Task 1:
In the forum exchange about God and smallpox, why does Jim B. say that things like smallpox inevitably arise? Answer in one to three sentences.
Task 2:
Carry on the forum exchange about God and smallpox from the point at which it stops.
[Opening Passage to read section]
Post by Jim B. » Tue Sep 06, 2016 3:29 pm

The Pixie wrote:
Jim B. wrote:You're assuming that our choices result from the same kind of considerations and carry the same consequences as God's. God structures physical reality so the considerations and consequences of his choices are infinitely more complex and also of a different kind altogether than are the choices we humans make.
Interesting.

So show how you can explain smalpox if we drop those assumptions.
Things like smallpox inevitably arise in a world that runs on its own due to contingent processes and a set of constants. God apparently does not want a world that's a direct extension of his will in all its micro-details. The only way to eliminate the possibility of suffering is to create a world with no contingency, consciousness or freedom.
If you have an argument that the world was a better place because God allows any number of natural evils to flourish, then present it. It will counter my argument about smallpox just as effectively as an argument about general evils.
They're the necessary costs of greater goods, as I've already said. Think of the suffering and deprivation due to getting your leg amputated just below the knee because of gangrene. The doctor could spare you these evils and have you painlessly die of gangrene under anaesthesia. We can't know for sure what the constraints of God's choices are, but is it conceivable that they're something like this?
So you are saying that allowing smallpox to flourish was one of the "necessary costs of creating a world in which freedom and autonomy freely arise"?
Yes, that's what I'm proposing.
Two thousand years ago, God supposedly resurrected Jesus. Suppose he had eradicated smallpox at the same time, do you think that would have reduced our freedom or autonomy at all?

Do you think our freedom or autonomy were reduced at all when mankind eradicated smallpox?
Evidently God places a higher premium on enacting solidarity with humanity than he does on eliminating the possibility of suffering. I don't think he would have reduced our freedom or autonomy if he'd also eradicated smallpox, but it's not about the individual evils as much as it's about the conditions that make the individual evils possible.
[Closing Passage to read section]
[Opening Dataset entries section]
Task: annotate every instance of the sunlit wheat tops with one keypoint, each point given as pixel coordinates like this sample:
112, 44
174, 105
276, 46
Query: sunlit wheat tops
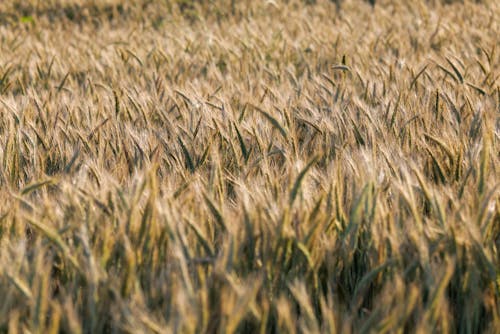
283, 167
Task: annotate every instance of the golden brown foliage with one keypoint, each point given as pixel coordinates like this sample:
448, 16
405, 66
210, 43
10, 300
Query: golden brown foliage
274, 166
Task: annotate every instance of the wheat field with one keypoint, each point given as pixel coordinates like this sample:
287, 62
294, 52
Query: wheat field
249, 166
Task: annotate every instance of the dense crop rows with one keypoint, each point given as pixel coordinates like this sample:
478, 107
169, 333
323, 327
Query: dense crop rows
274, 166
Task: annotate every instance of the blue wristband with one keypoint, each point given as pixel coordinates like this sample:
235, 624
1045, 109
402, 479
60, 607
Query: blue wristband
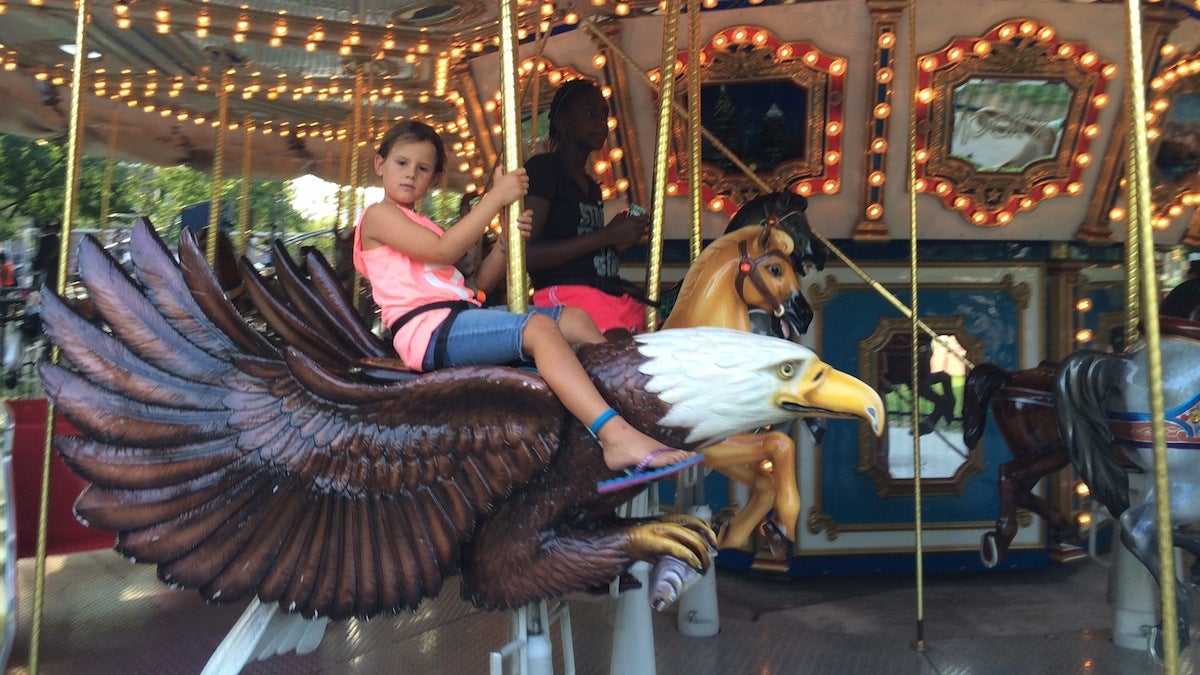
601, 420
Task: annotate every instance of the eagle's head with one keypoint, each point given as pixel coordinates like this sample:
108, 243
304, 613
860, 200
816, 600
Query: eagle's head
717, 382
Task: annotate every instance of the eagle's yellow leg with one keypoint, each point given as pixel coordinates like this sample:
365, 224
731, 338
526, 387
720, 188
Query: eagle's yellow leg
683, 541
742, 459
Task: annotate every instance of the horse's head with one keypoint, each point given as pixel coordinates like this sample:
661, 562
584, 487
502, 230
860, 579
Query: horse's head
784, 211
765, 274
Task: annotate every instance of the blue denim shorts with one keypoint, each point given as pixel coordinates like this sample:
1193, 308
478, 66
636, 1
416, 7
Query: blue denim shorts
485, 336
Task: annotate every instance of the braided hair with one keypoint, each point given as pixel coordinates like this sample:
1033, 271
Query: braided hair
564, 95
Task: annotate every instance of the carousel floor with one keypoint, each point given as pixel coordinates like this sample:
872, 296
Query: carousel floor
105, 615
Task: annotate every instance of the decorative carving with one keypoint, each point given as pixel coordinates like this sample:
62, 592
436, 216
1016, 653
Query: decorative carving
886, 363
1005, 120
753, 83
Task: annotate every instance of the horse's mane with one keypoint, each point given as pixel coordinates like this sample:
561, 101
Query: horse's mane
1081, 383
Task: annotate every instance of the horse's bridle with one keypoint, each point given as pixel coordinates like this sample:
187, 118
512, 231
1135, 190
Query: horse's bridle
748, 268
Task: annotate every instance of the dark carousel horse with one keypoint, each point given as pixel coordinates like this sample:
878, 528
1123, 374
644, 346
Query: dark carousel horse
[Closing Dataset entries section]
Written response 1:
Jim B. says things like smallpox inevitably arise because the world runs on its own through contingent processes and a set of constants. God apparently does not want a world that is a direct extension of his will in every micro-detail. The only way to remove the possibility of suffering would be to create a world with no contingency, consciousness or freedom.

Written response 2:
The world's a package deal. Its interdependence and consistency are crucial for it being a coherent whole. Doesn't mean God can't intervene such as the incarnation and resurrection, but that ceteris parabus his respect for this coherence and autonomy is near-paramount and trumps the possibility of individual evils. God could violate this principle in the case of smallpox, but the overridingness of that case would have to be strong enough to overcome the principle. Most cases don't meet that threshold. There are obviously things more important than the elimination of suffering; this is apparent in everyday life.

What amount of evil is compatible with there being a God? Where would you draw the line? How could any suffering at all be compatible? Please explain your principle and exactly how it would be applied.
And God is powerless to stop them?

Or God chooses not to stop them?

I am thinking here about God eradicating smallpox two thousand years ago. Please clarify why you think he was unable or unwilling to do so.
God has the power to stop it and to stop all suffering. The doctor has the power to save you from losing your leg. Neither God nor the doctor has the power to escape the logical constraints of their choices.
Really? You think there may be diseases like smallpox in heaven? That flies in the face of how Christians usually view heaven.
Well, no one really knows for sure. My guess is that consciousness entails the possibility of deprivation and suffering, but not necessarily as it is in this life.
So again, just to clarify, your position is that if God had chosen to eradicate smallpox when he resurrected Jesus that would have stopped mankind having consciousness? And yet, mankind doing just that seems not to have had the same consequence.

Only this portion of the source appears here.